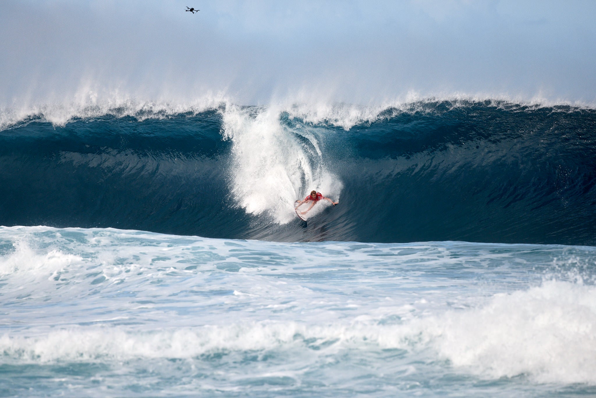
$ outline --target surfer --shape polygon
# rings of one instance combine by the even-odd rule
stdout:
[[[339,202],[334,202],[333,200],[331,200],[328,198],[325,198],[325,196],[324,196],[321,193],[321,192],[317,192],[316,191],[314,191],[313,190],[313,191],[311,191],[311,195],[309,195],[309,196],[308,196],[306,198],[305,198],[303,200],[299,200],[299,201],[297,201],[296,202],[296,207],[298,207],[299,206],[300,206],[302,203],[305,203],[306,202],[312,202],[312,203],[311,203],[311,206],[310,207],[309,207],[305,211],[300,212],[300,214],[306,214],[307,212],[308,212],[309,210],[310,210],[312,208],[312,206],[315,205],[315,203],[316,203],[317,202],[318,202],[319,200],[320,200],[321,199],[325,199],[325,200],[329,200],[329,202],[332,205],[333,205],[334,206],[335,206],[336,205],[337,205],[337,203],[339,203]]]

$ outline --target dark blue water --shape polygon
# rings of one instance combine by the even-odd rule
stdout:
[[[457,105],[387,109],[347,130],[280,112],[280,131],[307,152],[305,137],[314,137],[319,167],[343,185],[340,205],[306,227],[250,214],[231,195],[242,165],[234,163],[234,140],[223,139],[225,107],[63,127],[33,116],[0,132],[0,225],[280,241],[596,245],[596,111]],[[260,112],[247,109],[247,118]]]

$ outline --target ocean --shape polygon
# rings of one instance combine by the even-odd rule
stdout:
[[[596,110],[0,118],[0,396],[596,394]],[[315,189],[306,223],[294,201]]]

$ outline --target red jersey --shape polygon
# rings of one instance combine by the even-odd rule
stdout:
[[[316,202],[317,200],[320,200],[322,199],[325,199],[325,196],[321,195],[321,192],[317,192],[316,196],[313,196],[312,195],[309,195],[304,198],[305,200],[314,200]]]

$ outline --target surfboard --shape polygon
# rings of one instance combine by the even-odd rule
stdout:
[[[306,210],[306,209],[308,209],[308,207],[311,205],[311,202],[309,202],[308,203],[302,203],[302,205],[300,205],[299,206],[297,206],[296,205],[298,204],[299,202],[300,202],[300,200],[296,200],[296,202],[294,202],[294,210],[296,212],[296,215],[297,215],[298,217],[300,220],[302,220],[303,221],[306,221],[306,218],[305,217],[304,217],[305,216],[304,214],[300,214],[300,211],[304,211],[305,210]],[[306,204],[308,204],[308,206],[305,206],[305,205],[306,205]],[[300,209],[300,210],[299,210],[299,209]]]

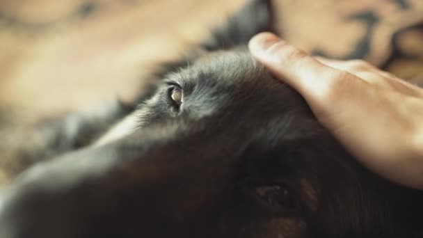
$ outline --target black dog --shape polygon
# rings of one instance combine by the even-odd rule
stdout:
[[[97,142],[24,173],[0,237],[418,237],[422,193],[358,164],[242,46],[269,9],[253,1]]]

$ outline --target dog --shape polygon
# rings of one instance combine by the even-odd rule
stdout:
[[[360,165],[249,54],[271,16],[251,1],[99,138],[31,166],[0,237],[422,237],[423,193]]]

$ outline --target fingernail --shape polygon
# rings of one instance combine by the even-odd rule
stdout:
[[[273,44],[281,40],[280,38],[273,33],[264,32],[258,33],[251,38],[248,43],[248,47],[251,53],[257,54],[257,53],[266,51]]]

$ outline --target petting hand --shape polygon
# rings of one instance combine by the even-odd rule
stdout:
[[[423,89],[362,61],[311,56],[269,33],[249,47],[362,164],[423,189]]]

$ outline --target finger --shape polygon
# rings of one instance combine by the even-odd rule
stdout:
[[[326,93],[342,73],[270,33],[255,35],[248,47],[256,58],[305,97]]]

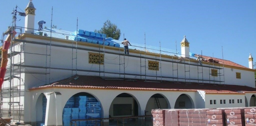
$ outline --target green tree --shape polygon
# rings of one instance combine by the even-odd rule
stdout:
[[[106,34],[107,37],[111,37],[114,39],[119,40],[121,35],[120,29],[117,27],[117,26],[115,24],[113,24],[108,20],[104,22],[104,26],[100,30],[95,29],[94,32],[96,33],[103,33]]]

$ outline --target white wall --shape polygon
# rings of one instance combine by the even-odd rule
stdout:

----------

[WHAT IS NEEDED]:
Leave out all images, then reproduce the entries above exactly.

[RESPONSE BELOW]:
$ outline --target surfer --shape polygon
# rings of one instance combine by the even-odd rule
stdout:
[[[339,202],[334,202],[333,200],[331,200],[328,198],[325,198],[325,196],[324,196],[321,193],[321,192],[317,192],[316,191],[314,191],[313,190],[313,191],[311,191],[311,195],[309,195],[309,196],[308,196],[306,198],[305,198],[303,200],[299,200],[299,201],[297,201],[296,202],[296,207],[298,207],[299,206],[300,206],[302,203],[305,203],[306,202],[312,202],[312,203],[311,203],[311,206],[310,207],[309,207],[305,211],[300,212],[300,214],[306,214],[307,212],[308,212],[309,210],[310,210],[312,208],[312,206],[315,205],[315,203],[316,203],[317,202],[318,202],[319,200],[320,200],[321,199],[325,199],[325,200],[329,200],[329,202],[332,205],[333,205],[334,206],[335,206],[336,205],[337,205],[337,203],[339,203]]]

$ outline --target dark blue water --shape polygon
# rings of one instance combine by the even-odd rule
stdout:
[[[457,105],[387,109],[347,130],[280,112],[280,131],[307,152],[305,137],[314,137],[319,167],[343,185],[340,205],[306,227],[250,214],[231,195],[242,165],[234,163],[234,140],[223,139],[225,107],[63,127],[33,116],[0,132],[0,225],[280,241],[596,245],[596,111]],[[260,112],[247,109],[247,118]]]

$ outline --target ocean --shape polygon
# rings of one instance combine by the even-odd rule
stdout:
[[[596,110],[0,118],[0,396],[596,394]],[[315,189],[306,223],[294,201]]]

$ outline --target red jersey --shape polygon
# rings of one instance combine by the even-odd rule
stdout:
[[[316,202],[317,200],[320,200],[322,199],[325,199],[325,196],[321,195],[321,192],[317,192],[316,196],[313,196],[312,195],[309,195],[304,198],[305,200],[314,200]]]

$ outline --target surfboard --shape polygon
# rings of one instance combine by the even-odd rule
stdout:
[[[306,210],[306,209],[308,209],[308,207],[311,205],[311,202],[309,202],[308,203],[302,203],[302,205],[300,205],[299,206],[297,206],[296,205],[298,204],[299,202],[300,202],[300,200],[296,200],[296,202],[294,202],[294,210],[296,212],[296,215],[297,215],[298,217],[300,220],[302,220],[303,221],[306,221],[306,218],[305,217],[304,217],[305,216],[304,214],[300,214],[300,211],[304,211],[305,210]],[[306,204],[308,204],[308,206],[305,206],[305,205],[306,205]],[[300,209],[300,210],[299,210],[299,209]]]

$ outline --target black dog --shape polygon
# rings of one instance combine by the even-odd rule
stdout:
[[[97,142],[24,173],[0,237],[418,237],[422,193],[358,164],[242,46],[269,9],[253,1]]]

$ outline --target dog --shape polygon
# rings of one instance combine by the even-odd rule
stdout:
[[[360,165],[249,54],[271,16],[251,1],[99,138],[31,166],[0,237],[422,237],[423,193]]]

$ outline --target fingernail --shape polygon
# rings of one instance combine by the even-odd rule
stdout:
[[[273,44],[281,40],[280,38],[273,33],[264,32],[258,33],[251,38],[248,43],[248,47],[251,53],[257,54],[257,53],[266,51]]]

$ outline --target petting hand --shape polygon
# rings of one instance combine by the even-odd rule
stdout:
[[[423,89],[362,61],[311,56],[269,33],[249,47],[362,164],[423,189]]]

$ outline --target finger --shape polygon
# rings of one instance combine by the even-odd rule
stdout:
[[[326,93],[342,73],[270,33],[255,35],[248,47],[256,58],[305,97]]]

$ outline --target green tree --shape polygon
# rings of one instance combine by the even-odd rule
stdout:
[[[106,34],[107,37],[111,37],[114,39],[119,40],[121,35],[120,29],[117,27],[117,26],[115,24],[113,24],[108,20],[104,22],[104,26],[100,30],[95,29],[94,32],[96,33],[103,33]]]

$ outline --target white wall --shape polygon
# rings of one instance combine by the even-odd rule
stdout:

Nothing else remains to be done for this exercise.